- _Prompt_:
Reproduce the listing exactly and skip over any pictures.

- _Extracted data_:
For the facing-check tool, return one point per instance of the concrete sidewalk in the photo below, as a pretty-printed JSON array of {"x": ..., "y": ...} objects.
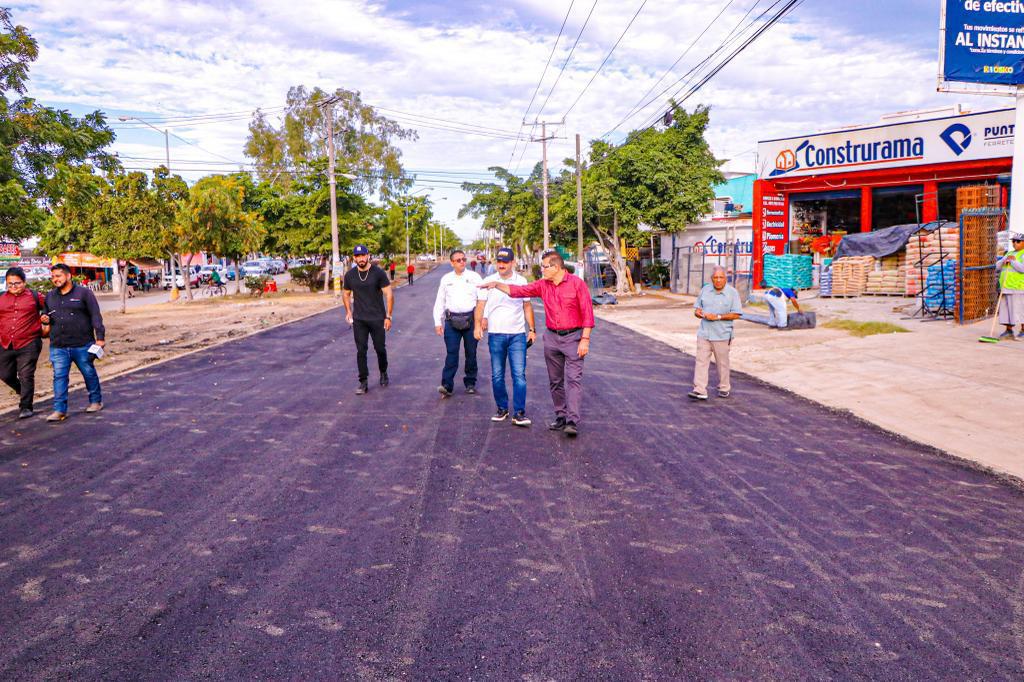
[{"x": 936, "y": 385}]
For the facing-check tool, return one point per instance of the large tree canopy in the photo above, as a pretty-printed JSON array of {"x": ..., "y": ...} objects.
[
  {"x": 365, "y": 141},
  {"x": 37, "y": 142}
]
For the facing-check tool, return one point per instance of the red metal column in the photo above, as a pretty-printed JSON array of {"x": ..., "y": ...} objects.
[
  {"x": 865, "y": 209},
  {"x": 930, "y": 208}
]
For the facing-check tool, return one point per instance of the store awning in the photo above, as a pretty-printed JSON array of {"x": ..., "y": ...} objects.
[{"x": 146, "y": 263}]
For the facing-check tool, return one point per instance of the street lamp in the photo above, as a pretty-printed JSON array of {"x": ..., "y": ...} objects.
[{"x": 404, "y": 208}]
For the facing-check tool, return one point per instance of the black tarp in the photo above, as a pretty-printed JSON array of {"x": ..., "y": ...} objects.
[{"x": 884, "y": 242}]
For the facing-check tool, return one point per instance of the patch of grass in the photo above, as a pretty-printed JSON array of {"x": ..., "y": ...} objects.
[{"x": 865, "y": 329}]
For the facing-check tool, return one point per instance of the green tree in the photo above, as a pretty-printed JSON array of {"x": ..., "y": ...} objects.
[
  {"x": 38, "y": 142},
  {"x": 659, "y": 178},
  {"x": 213, "y": 218},
  {"x": 126, "y": 223},
  {"x": 365, "y": 141}
]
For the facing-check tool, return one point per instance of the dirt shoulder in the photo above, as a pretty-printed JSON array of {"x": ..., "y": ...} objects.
[
  {"x": 935, "y": 384},
  {"x": 147, "y": 334}
]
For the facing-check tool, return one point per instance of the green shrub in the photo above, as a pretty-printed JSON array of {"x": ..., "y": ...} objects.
[
  {"x": 255, "y": 283},
  {"x": 310, "y": 276}
]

- _Output_:
For the facing-check tool, return one point per instance of the concrete sidewalk in the photo below, as a pretty-printed JSON array of {"x": ..., "y": ...} objects.
[{"x": 936, "y": 385}]
For the facing-check tool, return one point per instance of the large tree canopy in the photo above, as a pretty-printed JSON array of {"x": ..., "y": ...} objects.
[
  {"x": 365, "y": 141},
  {"x": 37, "y": 142}
]
For the facing-check tool, return one point per instance of the red metal column in the photo above, as a pretty-printed JSON array of {"x": ..., "y": ...} objects.
[
  {"x": 865, "y": 209},
  {"x": 930, "y": 208}
]
For the facing-check tool, return one point per instance of the store awning in the photo above, as a pretty-printed JSON array of {"x": ..., "y": ...} objects.
[{"x": 146, "y": 263}]
For the facing-check tool, return one point per instance of the street lamp in the photo above, as a pretty-printed JSON array of {"x": ..., "y": ...} objects.
[{"x": 404, "y": 208}]
For the facing-check tool, return one point per instance of the black tarp in the photo above, as a pretty-printed JSON array of {"x": ..., "y": ...} objects.
[{"x": 884, "y": 242}]
For the facing-check tool, return one point per instance of the patch of grass in the photo above, as a pretty-printed JSON array of {"x": ..., "y": ...} objects.
[{"x": 865, "y": 329}]
For the facing-check tool, return one point per instance of the green tree in the photo above, as a pretty-printed JSON array of {"x": ..., "y": ...} objects.
[
  {"x": 38, "y": 142},
  {"x": 659, "y": 178},
  {"x": 213, "y": 218},
  {"x": 126, "y": 223},
  {"x": 365, "y": 141}
]
For the facing-check tool, return one point per instance of the dirt shoulder in the photo above, as a pretty-printed JSON array of {"x": ..., "y": ...} objects.
[
  {"x": 935, "y": 384},
  {"x": 147, "y": 334}
]
For the facing-check tool, return one point per instance of the green shrub in the photo above, as a pretty-printed JSON array of {"x": ..., "y": ...} objects.
[
  {"x": 255, "y": 283},
  {"x": 310, "y": 276}
]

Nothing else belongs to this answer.